Across Australia, the lives of children who experience trauma, adversity and disability are profoundly interconnected – but our service systems often treat these issues as if they occur in isolation. Child protection, disability, education, health and mental health all include the goal of improving children’s wellbeing, yet their frameworks, funding models, diagnostic rules and accountability mechanisms remain separate. The result is that the children with the highest levels of need across multiple domains are too often the least well served.

The scale of overlap

Research consistently shows that disability is dramatically over-represented among children known to child protection and placed in out-of-home care (e.g. Hatzikiriakidis et al., 2023). While around 10% of Australian children have a disability, studies report prevalence rates of 30–67% among children in out-of-home care. For example, the Victorian Commission for Children and Young People (CCYP, 2020) found that 67% of young people aged 15+ years in residential care had a diagnosed disability, most commonly cognitive, psychosocial or speech and language impairments. The Royal Commission into Violence, Abuse, Neglect and Exploitation of People with Disability (2023) similarly reported that over 40% of children in care have a disability – a number likely understated due to diagnostic barriers.

These national findings mirror what Berry Street Yooralla sees every day, with the following snapshot of children with a diagnosed disability in the child youth and family sector:

  • 60% of students at our school;
  • 50% of children in residential care;
  • 57% of young people in Intensive Case Management Services; and
  • 40% of children in foster care.

#### Dataset:

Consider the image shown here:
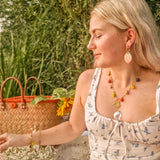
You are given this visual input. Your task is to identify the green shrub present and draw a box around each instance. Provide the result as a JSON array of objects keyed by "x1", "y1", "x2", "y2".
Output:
[{"x1": 0, "y1": 0, "x2": 160, "y2": 97}]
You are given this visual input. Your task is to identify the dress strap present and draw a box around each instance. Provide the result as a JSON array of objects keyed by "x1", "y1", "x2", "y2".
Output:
[
  {"x1": 89, "y1": 68, "x2": 101, "y2": 97},
  {"x1": 156, "y1": 81, "x2": 160, "y2": 114}
]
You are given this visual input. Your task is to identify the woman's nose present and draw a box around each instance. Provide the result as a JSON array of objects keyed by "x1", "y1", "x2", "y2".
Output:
[{"x1": 87, "y1": 39, "x2": 95, "y2": 50}]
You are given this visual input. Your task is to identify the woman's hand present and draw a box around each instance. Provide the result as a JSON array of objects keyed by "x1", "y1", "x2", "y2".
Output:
[{"x1": 0, "y1": 133, "x2": 30, "y2": 152}]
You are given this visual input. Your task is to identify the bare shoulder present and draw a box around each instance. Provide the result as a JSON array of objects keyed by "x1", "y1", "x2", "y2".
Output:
[
  {"x1": 76, "y1": 69, "x2": 95, "y2": 105},
  {"x1": 144, "y1": 71, "x2": 160, "y2": 85}
]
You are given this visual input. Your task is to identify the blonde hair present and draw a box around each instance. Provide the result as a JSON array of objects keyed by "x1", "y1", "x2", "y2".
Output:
[{"x1": 91, "y1": 0, "x2": 160, "y2": 72}]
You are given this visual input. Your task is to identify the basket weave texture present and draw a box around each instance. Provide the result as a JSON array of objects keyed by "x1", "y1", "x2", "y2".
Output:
[{"x1": 0, "y1": 77, "x2": 61, "y2": 134}]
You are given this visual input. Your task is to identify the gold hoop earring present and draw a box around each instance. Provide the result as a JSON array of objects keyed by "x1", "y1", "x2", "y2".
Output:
[{"x1": 124, "y1": 48, "x2": 132, "y2": 64}]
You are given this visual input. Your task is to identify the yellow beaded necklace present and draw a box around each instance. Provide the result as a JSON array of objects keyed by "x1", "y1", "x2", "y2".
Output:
[{"x1": 108, "y1": 71, "x2": 140, "y2": 108}]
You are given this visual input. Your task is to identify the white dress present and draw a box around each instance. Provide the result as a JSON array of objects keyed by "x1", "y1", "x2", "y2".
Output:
[{"x1": 85, "y1": 68, "x2": 160, "y2": 160}]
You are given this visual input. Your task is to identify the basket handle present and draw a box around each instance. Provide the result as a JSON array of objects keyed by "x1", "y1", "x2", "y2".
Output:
[
  {"x1": 24, "y1": 77, "x2": 42, "y2": 96},
  {"x1": 0, "y1": 77, "x2": 26, "y2": 109}
]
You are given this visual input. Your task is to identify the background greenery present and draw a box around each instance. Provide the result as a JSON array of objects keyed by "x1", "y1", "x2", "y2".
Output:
[{"x1": 0, "y1": 0, "x2": 160, "y2": 97}]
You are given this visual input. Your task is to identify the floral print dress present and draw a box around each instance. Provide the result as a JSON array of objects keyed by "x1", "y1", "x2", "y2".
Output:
[{"x1": 85, "y1": 68, "x2": 160, "y2": 160}]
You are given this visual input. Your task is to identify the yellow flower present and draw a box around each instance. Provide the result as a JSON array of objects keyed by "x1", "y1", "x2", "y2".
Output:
[{"x1": 57, "y1": 97, "x2": 74, "y2": 117}]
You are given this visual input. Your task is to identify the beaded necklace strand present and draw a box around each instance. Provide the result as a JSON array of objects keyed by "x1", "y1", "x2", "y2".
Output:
[{"x1": 108, "y1": 71, "x2": 140, "y2": 108}]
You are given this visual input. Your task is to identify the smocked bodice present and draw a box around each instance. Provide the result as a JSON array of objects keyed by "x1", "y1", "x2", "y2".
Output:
[{"x1": 85, "y1": 69, "x2": 160, "y2": 160}]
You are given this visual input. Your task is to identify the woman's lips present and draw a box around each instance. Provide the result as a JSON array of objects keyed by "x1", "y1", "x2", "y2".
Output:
[{"x1": 94, "y1": 53, "x2": 101, "y2": 59}]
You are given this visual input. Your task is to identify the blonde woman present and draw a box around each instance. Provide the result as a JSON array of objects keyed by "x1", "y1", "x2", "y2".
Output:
[{"x1": 0, "y1": 0, "x2": 160, "y2": 160}]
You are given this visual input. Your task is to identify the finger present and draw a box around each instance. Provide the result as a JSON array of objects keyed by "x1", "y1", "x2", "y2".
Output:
[
  {"x1": 0, "y1": 154, "x2": 5, "y2": 160},
  {"x1": 0, "y1": 142, "x2": 8, "y2": 153}
]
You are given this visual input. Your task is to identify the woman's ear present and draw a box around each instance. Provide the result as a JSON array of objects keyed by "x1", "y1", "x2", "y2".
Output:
[{"x1": 126, "y1": 28, "x2": 136, "y2": 48}]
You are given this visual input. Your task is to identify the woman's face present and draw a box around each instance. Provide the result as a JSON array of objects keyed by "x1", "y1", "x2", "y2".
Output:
[{"x1": 87, "y1": 14, "x2": 126, "y2": 67}]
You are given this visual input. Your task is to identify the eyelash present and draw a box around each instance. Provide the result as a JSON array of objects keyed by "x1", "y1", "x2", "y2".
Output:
[{"x1": 95, "y1": 35, "x2": 102, "y2": 38}]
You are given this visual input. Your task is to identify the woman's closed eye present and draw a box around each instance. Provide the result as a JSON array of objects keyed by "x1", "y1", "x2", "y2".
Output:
[{"x1": 95, "y1": 34, "x2": 102, "y2": 38}]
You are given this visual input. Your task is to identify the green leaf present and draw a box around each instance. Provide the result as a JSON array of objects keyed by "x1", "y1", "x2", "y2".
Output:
[
  {"x1": 51, "y1": 88, "x2": 68, "y2": 99},
  {"x1": 29, "y1": 95, "x2": 47, "y2": 105}
]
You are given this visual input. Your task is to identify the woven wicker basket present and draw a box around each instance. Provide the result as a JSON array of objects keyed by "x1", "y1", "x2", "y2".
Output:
[{"x1": 0, "y1": 77, "x2": 61, "y2": 134}]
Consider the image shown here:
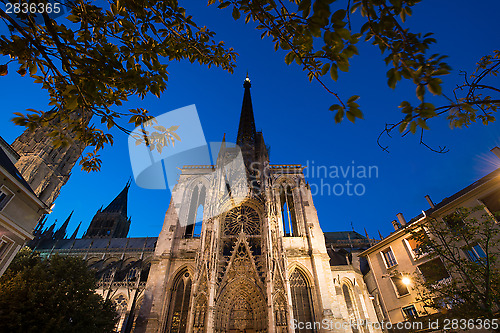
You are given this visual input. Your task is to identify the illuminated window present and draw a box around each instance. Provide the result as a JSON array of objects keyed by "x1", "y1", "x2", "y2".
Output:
[
  {"x1": 417, "y1": 258, "x2": 450, "y2": 283},
  {"x1": 381, "y1": 247, "x2": 398, "y2": 268},
  {"x1": 401, "y1": 305, "x2": 418, "y2": 319},
  {"x1": 290, "y1": 269, "x2": 314, "y2": 333},
  {"x1": 391, "y1": 274, "x2": 410, "y2": 296},
  {"x1": 0, "y1": 236, "x2": 14, "y2": 261},
  {"x1": 443, "y1": 212, "x2": 465, "y2": 230},
  {"x1": 0, "y1": 186, "x2": 14, "y2": 210},
  {"x1": 165, "y1": 271, "x2": 191, "y2": 333},
  {"x1": 404, "y1": 232, "x2": 427, "y2": 259},
  {"x1": 280, "y1": 185, "x2": 300, "y2": 237},
  {"x1": 184, "y1": 184, "x2": 206, "y2": 238},
  {"x1": 481, "y1": 191, "x2": 500, "y2": 220},
  {"x1": 463, "y1": 244, "x2": 486, "y2": 262}
]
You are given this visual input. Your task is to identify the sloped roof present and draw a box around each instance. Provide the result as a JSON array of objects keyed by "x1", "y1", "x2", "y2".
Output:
[
  {"x1": 323, "y1": 231, "x2": 367, "y2": 242},
  {"x1": 0, "y1": 142, "x2": 36, "y2": 196}
]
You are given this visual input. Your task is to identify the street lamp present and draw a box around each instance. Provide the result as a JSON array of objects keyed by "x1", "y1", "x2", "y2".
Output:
[{"x1": 401, "y1": 276, "x2": 411, "y2": 286}]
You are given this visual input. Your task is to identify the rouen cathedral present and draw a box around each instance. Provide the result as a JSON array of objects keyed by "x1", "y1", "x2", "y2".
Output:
[{"x1": 17, "y1": 78, "x2": 380, "y2": 333}]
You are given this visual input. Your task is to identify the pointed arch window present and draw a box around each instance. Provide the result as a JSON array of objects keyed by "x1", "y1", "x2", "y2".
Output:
[
  {"x1": 184, "y1": 184, "x2": 206, "y2": 238},
  {"x1": 280, "y1": 184, "x2": 300, "y2": 237},
  {"x1": 194, "y1": 295, "x2": 207, "y2": 332},
  {"x1": 342, "y1": 284, "x2": 359, "y2": 333},
  {"x1": 290, "y1": 269, "x2": 315, "y2": 333},
  {"x1": 165, "y1": 271, "x2": 191, "y2": 333}
]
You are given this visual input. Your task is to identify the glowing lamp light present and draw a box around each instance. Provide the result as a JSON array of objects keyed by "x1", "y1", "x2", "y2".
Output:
[{"x1": 401, "y1": 276, "x2": 411, "y2": 286}]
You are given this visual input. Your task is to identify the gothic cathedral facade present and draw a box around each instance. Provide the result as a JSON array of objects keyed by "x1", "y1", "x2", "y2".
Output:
[{"x1": 134, "y1": 78, "x2": 378, "y2": 333}]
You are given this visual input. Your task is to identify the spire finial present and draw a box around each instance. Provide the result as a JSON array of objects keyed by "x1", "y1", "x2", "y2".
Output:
[
  {"x1": 236, "y1": 73, "x2": 256, "y2": 147},
  {"x1": 243, "y1": 72, "x2": 252, "y2": 89}
]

#### Activity:
Write what follows the list of percentages in the text on children facing trauma, adversity and disability.

#### Task output:
Trauma as both cause and consequence

The overlap of trauma and disability is not coincidental. Trauma and adversity, including neglect, can profoundly affect brain development, emotional regulation, language, executive functioning and learning. Decades of research – including the Adverse Childhood Experiences (ACE) studies – demonstrate that early adversity can shape lifelong developmental and health outcomes (Anda et al., 2006; Felitti et al., 1998). 

Key findings about trauma and disability from research include the following.

Examples where children with disability have been found to be at heightened risk of having suffered different types of trauma and other adversities include:

Without developmental assessments that consider family environment, relational health, history and caregiving quality, children at already heightened vulnerability risk being misdiagnosed, misunderstood, not believed and unsupported. An intersectional approach to understanding trauma and disability place them in the context of other areas of marginalisation and structural disadvantage.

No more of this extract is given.